Material to process:
/---
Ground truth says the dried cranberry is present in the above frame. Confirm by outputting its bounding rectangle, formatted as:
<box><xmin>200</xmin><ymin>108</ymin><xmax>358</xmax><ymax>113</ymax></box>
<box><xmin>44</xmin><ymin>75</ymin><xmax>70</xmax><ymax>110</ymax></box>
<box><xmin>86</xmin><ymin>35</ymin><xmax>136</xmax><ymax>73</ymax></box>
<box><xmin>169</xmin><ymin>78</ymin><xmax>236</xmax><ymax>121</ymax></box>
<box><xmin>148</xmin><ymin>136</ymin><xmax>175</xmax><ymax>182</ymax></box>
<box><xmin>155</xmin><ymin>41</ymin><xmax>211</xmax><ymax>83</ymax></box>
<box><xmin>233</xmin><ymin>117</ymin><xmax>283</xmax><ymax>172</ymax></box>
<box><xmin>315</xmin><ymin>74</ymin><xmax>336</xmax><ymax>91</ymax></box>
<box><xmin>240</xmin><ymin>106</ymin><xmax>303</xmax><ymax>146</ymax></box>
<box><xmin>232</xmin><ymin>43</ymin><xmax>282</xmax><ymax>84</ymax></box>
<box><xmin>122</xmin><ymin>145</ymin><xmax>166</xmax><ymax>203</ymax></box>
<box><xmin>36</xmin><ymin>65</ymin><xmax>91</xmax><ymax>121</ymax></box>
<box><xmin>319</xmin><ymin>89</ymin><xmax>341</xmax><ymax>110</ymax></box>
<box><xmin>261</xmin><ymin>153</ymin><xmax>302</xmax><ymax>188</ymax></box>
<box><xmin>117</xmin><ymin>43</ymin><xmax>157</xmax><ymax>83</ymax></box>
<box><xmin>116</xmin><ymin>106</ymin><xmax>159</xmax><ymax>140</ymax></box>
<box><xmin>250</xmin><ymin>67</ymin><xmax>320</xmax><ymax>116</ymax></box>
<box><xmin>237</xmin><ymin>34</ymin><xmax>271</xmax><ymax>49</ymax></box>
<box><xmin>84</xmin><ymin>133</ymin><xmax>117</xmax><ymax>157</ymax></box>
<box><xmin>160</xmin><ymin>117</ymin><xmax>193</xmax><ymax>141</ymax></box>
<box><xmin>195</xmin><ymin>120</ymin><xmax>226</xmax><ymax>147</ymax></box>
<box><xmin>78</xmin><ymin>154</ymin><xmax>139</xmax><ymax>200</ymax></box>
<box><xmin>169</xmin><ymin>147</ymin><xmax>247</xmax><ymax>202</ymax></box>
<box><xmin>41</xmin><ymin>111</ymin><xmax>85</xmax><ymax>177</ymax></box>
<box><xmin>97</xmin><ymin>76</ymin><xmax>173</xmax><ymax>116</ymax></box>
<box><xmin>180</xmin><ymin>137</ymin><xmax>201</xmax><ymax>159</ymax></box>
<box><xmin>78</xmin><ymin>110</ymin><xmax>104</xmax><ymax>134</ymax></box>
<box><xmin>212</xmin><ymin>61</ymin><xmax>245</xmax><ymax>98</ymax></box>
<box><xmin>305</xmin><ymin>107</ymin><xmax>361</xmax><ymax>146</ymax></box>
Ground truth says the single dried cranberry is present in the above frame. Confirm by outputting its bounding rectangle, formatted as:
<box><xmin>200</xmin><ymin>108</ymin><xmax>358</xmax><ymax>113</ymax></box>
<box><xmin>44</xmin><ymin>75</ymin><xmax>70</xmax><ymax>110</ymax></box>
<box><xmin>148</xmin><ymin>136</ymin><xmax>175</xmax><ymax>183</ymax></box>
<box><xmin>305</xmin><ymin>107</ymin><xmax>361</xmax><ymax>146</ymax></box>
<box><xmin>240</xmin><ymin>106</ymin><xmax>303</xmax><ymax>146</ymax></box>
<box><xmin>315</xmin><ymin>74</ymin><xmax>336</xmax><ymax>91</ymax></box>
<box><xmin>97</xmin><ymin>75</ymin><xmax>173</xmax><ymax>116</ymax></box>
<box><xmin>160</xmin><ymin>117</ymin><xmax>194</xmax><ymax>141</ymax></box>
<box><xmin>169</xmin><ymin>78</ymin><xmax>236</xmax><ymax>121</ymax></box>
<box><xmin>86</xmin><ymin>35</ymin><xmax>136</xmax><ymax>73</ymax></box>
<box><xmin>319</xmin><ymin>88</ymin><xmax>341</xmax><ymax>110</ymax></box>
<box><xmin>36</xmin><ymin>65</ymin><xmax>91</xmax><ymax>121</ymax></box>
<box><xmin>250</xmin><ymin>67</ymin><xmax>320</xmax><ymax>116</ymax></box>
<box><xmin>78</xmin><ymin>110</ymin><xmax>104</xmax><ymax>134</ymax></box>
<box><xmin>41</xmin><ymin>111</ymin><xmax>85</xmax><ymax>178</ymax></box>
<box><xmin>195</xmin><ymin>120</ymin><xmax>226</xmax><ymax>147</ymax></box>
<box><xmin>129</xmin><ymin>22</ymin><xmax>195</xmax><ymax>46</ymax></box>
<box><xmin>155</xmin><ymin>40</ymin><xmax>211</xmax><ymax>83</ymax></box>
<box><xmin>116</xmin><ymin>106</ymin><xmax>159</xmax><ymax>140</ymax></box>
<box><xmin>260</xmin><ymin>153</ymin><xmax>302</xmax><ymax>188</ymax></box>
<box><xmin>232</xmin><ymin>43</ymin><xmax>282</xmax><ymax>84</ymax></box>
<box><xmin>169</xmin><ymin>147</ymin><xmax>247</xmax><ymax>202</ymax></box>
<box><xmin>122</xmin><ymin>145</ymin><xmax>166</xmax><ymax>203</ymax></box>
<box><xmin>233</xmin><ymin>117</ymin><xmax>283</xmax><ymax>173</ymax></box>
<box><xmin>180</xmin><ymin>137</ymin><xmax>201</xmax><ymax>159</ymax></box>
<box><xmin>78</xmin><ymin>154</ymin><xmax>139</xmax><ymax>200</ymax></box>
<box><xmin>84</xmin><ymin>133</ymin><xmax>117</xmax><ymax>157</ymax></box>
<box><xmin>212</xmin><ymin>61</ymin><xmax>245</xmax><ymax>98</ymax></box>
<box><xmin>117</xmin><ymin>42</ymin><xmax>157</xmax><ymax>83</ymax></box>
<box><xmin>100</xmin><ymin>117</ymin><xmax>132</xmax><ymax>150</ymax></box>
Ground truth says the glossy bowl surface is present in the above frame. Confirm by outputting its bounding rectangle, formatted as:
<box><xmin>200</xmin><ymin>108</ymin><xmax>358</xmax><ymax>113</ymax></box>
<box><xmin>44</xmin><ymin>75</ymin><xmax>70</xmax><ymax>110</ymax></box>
\---
Output each entry precisely as given.

Finished answer:
Ground truth says the dried cranberry is present in the above frame. Confirm by outputting its bounding rectangle, formatted as:
<box><xmin>200</xmin><ymin>108</ymin><xmax>358</xmax><ymax>113</ymax></box>
<box><xmin>44</xmin><ymin>75</ymin><xmax>70</xmax><ymax>110</ymax></box>
<box><xmin>86</xmin><ymin>35</ymin><xmax>136</xmax><ymax>73</ymax></box>
<box><xmin>169</xmin><ymin>78</ymin><xmax>236</xmax><ymax>121</ymax></box>
<box><xmin>148</xmin><ymin>136</ymin><xmax>175</xmax><ymax>182</ymax></box>
<box><xmin>155</xmin><ymin>41</ymin><xmax>211</xmax><ymax>83</ymax></box>
<box><xmin>233</xmin><ymin>117</ymin><xmax>283</xmax><ymax>172</ymax></box>
<box><xmin>315</xmin><ymin>74</ymin><xmax>336</xmax><ymax>91</ymax></box>
<box><xmin>240</xmin><ymin>106</ymin><xmax>303</xmax><ymax>146</ymax></box>
<box><xmin>232</xmin><ymin>43</ymin><xmax>282</xmax><ymax>84</ymax></box>
<box><xmin>122</xmin><ymin>145</ymin><xmax>166</xmax><ymax>203</ymax></box>
<box><xmin>36</xmin><ymin>65</ymin><xmax>91</xmax><ymax>121</ymax></box>
<box><xmin>319</xmin><ymin>89</ymin><xmax>341</xmax><ymax>110</ymax></box>
<box><xmin>261</xmin><ymin>153</ymin><xmax>302</xmax><ymax>188</ymax></box>
<box><xmin>117</xmin><ymin>43</ymin><xmax>157</xmax><ymax>83</ymax></box>
<box><xmin>116</xmin><ymin>106</ymin><xmax>159</xmax><ymax>140</ymax></box>
<box><xmin>250</xmin><ymin>67</ymin><xmax>320</xmax><ymax>116</ymax></box>
<box><xmin>237</xmin><ymin>34</ymin><xmax>271</xmax><ymax>49</ymax></box>
<box><xmin>84</xmin><ymin>133</ymin><xmax>117</xmax><ymax>157</ymax></box>
<box><xmin>160</xmin><ymin>117</ymin><xmax>193</xmax><ymax>141</ymax></box>
<box><xmin>195</xmin><ymin>120</ymin><xmax>226</xmax><ymax>147</ymax></box>
<box><xmin>78</xmin><ymin>154</ymin><xmax>139</xmax><ymax>200</ymax></box>
<box><xmin>169</xmin><ymin>147</ymin><xmax>247</xmax><ymax>202</ymax></box>
<box><xmin>41</xmin><ymin>111</ymin><xmax>85</xmax><ymax>177</ymax></box>
<box><xmin>97</xmin><ymin>76</ymin><xmax>173</xmax><ymax>116</ymax></box>
<box><xmin>180</xmin><ymin>137</ymin><xmax>201</xmax><ymax>159</ymax></box>
<box><xmin>78</xmin><ymin>110</ymin><xmax>104</xmax><ymax>134</ymax></box>
<box><xmin>212</xmin><ymin>61</ymin><xmax>245</xmax><ymax>98</ymax></box>
<box><xmin>305</xmin><ymin>107</ymin><xmax>361</xmax><ymax>146</ymax></box>
Ground truth says the single dried cranberry is present in the above frame. Confirm by outputting its bounding rectangle, formatted as:
<box><xmin>200</xmin><ymin>108</ymin><xmax>358</xmax><ymax>113</ymax></box>
<box><xmin>44</xmin><ymin>75</ymin><xmax>70</xmax><ymax>110</ymax></box>
<box><xmin>148</xmin><ymin>136</ymin><xmax>175</xmax><ymax>183</ymax></box>
<box><xmin>305</xmin><ymin>107</ymin><xmax>361</xmax><ymax>146</ymax></box>
<box><xmin>240</xmin><ymin>106</ymin><xmax>303</xmax><ymax>146</ymax></box>
<box><xmin>315</xmin><ymin>74</ymin><xmax>336</xmax><ymax>91</ymax></box>
<box><xmin>97</xmin><ymin>75</ymin><xmax>173</xmax><ymax>116</ymax></box>
<box><xmin>160</xmin><ymin>117</ymin><xmax>194</xmax><ymax>141</ymax></box>
<box><xmin>169</xmin><ymin>78</ymin><xmax>236</xmax><ymax>121</ymax></box>
<box><xmin>86</xmin><ymin>35</ymin><xmax>136</xmax><ymax>73</ymax></box>
<box><xmin>319</xmin><ymin>88</ymin><xmax>341</xmax><ymax>110</ymax></box>
<box><xmin>36</xmin><ymin>65</ymin><xmax>91</xmax><ymax>121</ymax></box>
<box><xmin>250</xmin><ymin>67</ymin><xmax>320</xmax><ymax>116</ymax></box>
<box><xmin>78</xmin><ymin>110</ymin><xmax>104</xmax><ymax>134</ymax></box>
<box><xmin>41</xmin><ymin>111</ymin><xmax>85</xmax><ymax>178</ymax></box>
<box><xmin>195</xmin><ymin>120</ymin><xmax>226</xmax><ymax>147</ymax></box>
<box><xmin>129</xmin><ymin>22</ymin><xmax>195</xmax><ymax>46</ymax></box>
<box><xmin>155</xmin><ymin>40</ymin><xmax>211</xmax><ymax>83</ymax></box>
<box><xmin>116</xmin><ymin>106</ymin><xmax>159</xmax><ymax>140</ymax></box>
<box><xmin>260</xmin><ymin>153</ymin><xmax>302</xmax><ymax>188</ymax></box>
<box><xmin>232</xmin><ymin>43</ymin><xmax>282</xmax><ymax>84</ymax></box>
<box><xmin>169</xmin><ymin>147</ymin><xmax>247</xmax><ymax>202</ymax></box>
<box><xmin>122</xmin><ymin>145</ymin><xmax>166</xmax><ymax>203</ymax></box>
<box><xmin>233</xmin><ymin>117</ymin><xmax>283</xmax><ymax>173</ymax></box>
<box><xmin>180</xmin><ymin>137</ymin><xmax>201</xmax><ymax>159</ymax></box>
<box><xmin>78</xmin><ymin>154</ymin><xmax>139</xmax><ymax>200</ymax></box>
<box><xmin>84</xmin><ymin>133</ymin><xmax>117</xmax><ymax>157</ymax></box>
<box><xmin>212</xmin><ymin>61</ymin><xmax>245</xmax><ymax>98</ymax></box>
<box><xmin>117</xmin><ymin>42</ymin><xmax>157</xmax><ymax>83</ymax></box>
<box><xmin>100</xmin><ymin>117</ymin><xmax>132</xmax><ymax>150</ymax></box>
Ground truth says the glossy bowl surface is present in the above frame. Confirm by outputting its bounding rectangle, formatted as:
<box><xmin>200</xmin><ymin>108</ymin><xmax>358</xmax><ymax>113</ymax></box>
<box><xmin>44</xmin><ymin>75</ymin><xmax>70</xmax><ymax>110</ymax></box>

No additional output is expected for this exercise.